Records for the exercise: Begin
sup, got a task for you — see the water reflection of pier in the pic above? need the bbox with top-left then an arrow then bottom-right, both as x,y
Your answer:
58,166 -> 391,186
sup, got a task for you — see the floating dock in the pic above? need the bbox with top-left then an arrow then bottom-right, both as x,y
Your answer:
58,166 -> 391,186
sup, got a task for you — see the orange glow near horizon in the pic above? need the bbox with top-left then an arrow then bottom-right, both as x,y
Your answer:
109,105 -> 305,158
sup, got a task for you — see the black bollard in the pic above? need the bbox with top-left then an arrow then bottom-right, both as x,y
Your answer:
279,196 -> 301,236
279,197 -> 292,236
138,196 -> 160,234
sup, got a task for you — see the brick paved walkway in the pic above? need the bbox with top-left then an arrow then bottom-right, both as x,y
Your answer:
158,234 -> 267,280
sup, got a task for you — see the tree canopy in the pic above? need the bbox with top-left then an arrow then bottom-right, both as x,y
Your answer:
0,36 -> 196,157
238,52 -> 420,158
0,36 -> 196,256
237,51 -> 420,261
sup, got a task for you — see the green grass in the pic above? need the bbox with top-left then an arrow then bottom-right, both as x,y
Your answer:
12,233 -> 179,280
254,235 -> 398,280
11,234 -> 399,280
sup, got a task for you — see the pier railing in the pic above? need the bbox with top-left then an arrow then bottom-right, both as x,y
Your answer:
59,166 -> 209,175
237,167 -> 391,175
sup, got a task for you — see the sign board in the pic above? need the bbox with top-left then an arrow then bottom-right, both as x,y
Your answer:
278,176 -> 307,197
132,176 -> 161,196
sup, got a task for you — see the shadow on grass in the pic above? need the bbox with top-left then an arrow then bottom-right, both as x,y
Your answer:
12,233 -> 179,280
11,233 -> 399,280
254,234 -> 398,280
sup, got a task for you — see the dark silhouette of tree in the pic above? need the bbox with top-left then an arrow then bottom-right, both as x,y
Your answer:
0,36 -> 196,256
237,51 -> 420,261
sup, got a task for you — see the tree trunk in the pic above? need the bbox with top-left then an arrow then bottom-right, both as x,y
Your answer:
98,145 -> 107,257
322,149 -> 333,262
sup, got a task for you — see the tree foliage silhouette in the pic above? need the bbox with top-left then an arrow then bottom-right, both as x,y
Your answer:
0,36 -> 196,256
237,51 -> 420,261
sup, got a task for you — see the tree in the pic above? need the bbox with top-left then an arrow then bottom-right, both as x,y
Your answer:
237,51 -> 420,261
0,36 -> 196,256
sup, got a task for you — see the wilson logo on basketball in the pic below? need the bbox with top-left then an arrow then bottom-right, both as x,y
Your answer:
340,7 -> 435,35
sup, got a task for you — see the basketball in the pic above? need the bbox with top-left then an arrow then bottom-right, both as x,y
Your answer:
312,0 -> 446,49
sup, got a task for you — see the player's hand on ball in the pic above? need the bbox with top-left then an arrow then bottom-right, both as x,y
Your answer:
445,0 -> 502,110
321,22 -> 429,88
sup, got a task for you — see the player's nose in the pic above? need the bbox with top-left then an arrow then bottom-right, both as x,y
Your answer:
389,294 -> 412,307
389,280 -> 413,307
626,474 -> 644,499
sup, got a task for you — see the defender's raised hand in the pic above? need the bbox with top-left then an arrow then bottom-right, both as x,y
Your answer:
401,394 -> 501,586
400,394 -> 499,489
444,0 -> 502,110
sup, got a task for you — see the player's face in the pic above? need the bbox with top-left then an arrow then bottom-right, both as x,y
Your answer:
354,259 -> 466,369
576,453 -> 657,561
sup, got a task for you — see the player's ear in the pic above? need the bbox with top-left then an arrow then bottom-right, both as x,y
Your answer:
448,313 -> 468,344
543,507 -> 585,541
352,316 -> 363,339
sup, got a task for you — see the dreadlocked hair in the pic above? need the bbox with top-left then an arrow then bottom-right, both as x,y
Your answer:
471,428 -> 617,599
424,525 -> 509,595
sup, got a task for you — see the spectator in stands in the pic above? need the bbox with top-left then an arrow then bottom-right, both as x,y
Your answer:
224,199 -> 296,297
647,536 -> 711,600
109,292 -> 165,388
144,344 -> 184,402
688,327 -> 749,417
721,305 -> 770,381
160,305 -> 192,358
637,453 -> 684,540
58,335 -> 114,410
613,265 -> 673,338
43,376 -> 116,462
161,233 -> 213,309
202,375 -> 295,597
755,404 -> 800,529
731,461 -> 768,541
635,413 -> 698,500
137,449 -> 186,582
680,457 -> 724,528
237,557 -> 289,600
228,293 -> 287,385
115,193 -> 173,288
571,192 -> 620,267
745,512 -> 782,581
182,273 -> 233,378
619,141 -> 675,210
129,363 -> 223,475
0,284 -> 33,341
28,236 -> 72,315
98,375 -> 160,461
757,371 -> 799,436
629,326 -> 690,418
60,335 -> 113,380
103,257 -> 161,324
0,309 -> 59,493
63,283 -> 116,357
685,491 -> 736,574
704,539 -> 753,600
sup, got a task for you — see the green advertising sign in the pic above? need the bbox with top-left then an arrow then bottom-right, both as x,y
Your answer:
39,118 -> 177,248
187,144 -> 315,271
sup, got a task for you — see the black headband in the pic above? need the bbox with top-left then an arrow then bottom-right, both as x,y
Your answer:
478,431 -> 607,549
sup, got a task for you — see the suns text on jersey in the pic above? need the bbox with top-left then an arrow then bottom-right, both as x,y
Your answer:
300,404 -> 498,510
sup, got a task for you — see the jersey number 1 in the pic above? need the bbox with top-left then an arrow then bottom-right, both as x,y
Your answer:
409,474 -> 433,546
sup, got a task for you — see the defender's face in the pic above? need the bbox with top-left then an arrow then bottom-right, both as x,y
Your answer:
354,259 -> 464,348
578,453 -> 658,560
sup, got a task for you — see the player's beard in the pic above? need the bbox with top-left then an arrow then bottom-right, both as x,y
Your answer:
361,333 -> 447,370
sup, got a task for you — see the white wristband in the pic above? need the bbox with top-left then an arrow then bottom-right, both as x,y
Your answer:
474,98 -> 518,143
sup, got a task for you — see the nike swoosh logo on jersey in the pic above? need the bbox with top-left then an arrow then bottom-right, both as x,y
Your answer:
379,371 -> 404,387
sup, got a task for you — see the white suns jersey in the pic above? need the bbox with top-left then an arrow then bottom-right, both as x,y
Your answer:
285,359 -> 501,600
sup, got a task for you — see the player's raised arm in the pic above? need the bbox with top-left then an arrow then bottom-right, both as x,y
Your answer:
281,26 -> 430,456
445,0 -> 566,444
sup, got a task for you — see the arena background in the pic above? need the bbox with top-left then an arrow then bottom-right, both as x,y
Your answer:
Records for the exercise: End
■ **Work task**:
In the material above, find each line that has the string "silhouette" and return it.

■ **Answer to the problem**:
sup, got a task for you — see the dark silhouette of tree in the pic above? need the bbox with top-left then an arrow then bottom-right, both as x,y
sup, got a task for you — see the tree foliage silhouette in the pic above? need the bbox with top-left then an arrow then bottom-right, both as x,y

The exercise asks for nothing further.